### ACTIVITY
All of the data is to be set down again without any alteration.

= Beginning of Section =

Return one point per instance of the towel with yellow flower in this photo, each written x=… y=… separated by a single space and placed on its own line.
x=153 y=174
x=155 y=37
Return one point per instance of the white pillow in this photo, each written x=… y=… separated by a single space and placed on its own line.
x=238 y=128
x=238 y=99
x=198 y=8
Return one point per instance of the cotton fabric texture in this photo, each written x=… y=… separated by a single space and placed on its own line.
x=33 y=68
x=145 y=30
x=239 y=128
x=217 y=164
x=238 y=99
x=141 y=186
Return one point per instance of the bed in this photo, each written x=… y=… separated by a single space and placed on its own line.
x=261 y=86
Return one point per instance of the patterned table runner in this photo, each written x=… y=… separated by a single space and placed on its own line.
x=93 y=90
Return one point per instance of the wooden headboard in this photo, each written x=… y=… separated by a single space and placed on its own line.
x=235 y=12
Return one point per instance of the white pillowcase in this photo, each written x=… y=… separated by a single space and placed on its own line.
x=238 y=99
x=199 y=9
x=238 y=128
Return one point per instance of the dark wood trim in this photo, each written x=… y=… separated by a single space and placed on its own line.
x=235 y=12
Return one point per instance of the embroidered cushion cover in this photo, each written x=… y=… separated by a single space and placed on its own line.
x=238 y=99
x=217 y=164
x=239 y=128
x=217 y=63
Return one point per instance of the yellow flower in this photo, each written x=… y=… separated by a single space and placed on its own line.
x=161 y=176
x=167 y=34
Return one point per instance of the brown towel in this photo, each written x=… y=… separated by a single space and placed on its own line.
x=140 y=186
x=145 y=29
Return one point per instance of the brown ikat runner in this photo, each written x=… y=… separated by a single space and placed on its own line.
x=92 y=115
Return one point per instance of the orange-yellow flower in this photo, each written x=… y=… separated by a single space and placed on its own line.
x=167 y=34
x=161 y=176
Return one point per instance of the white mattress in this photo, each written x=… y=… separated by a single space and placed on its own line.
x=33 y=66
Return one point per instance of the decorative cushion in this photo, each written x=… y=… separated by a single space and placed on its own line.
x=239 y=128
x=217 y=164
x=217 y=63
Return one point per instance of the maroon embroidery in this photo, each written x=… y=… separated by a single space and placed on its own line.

= End of Section =

### EXERCISE RESULT
Return one point per instance of the towel with yellow flower in this photo, each written x=… y=… separated by a single space and placed on its own line.
x=153 y=174
x=155 y=37
Return one point per instance of the white pillow in this photo, each written x=… y=… separated by a single space and placed on its own line.
x=238 y=128
x=238 y=99
x=198 y=8
Return one point per instance of the cotton fabric texture in this photo, each written x=… y=… separated by a single space and placed on its own line.
x=33 y=68
x=145 y=30
x=239 y=128
x=217 y=164
x=238 y=99
x=141 y=186
Return one point per instance of the bed in this photo, each written x=… y=… separated by a single space and placed on its own line.
x=261 y=86
Return one point per instance of the patterned table runner in this photo, each written x=… y=… separated by a single space and placed on its own line.
x=93 y=90
Return one point per instance of the wooden headboard in this photo, each written x=… y=… separated by a single space and placed on its own line.
x=235 y=12
Return one point per instance of the white pillowcase in this photo, each written x=… y=… separated by a single space and placed on its own line.
x=238 y=99
x=199 y=9
x=238 y=128
Return one point per instance of the dark wood trim in this photo, each written x=… y=… separated by a single space and placed on its own line.
x=235 y=12
Return one point per instance of the embroidered cushion cover in this photo, each written x=… y=… separated by a single space and placed on its own line.
x=238 y=99
x=217 y=164
x=239 y=128
x=217 y=63
Return one point per instance of the yellow flower in this photo, each written x=… y=… separated by a single space and placed on its own line.
x=161 y=176
x=167 y=34
Return one point per instance of the brown towel in this photo, each written x=… y=… separated by a single space and placed on its own line.
x=140 y=186
x=145 y=29
Return one point per instance of the brown ikat runner in this photo, each written x=… y=… separated by a single space and placed on its own line.
x=92 y=115
Return one point per instance of the orange-yellow flower in this photo, each written x=… y=… separated by a single space and placed on its own line.
x=167 y=34
x=161 y=176
Return one point per instance of the white mattress in this photo, each written x=… y=… separated by a single space and placed on its own line.
x=33 y=66
Return one point per instance of the decorative cushion in this photo, each written x=… y=… separated by a single space and placed on its own line.
x=239 y=128
x=217 y=164
x=217 y=63
Return one point per instance of the maroon embroidery in this photo, each written x=… y=… separated by a single space and placed on its own line.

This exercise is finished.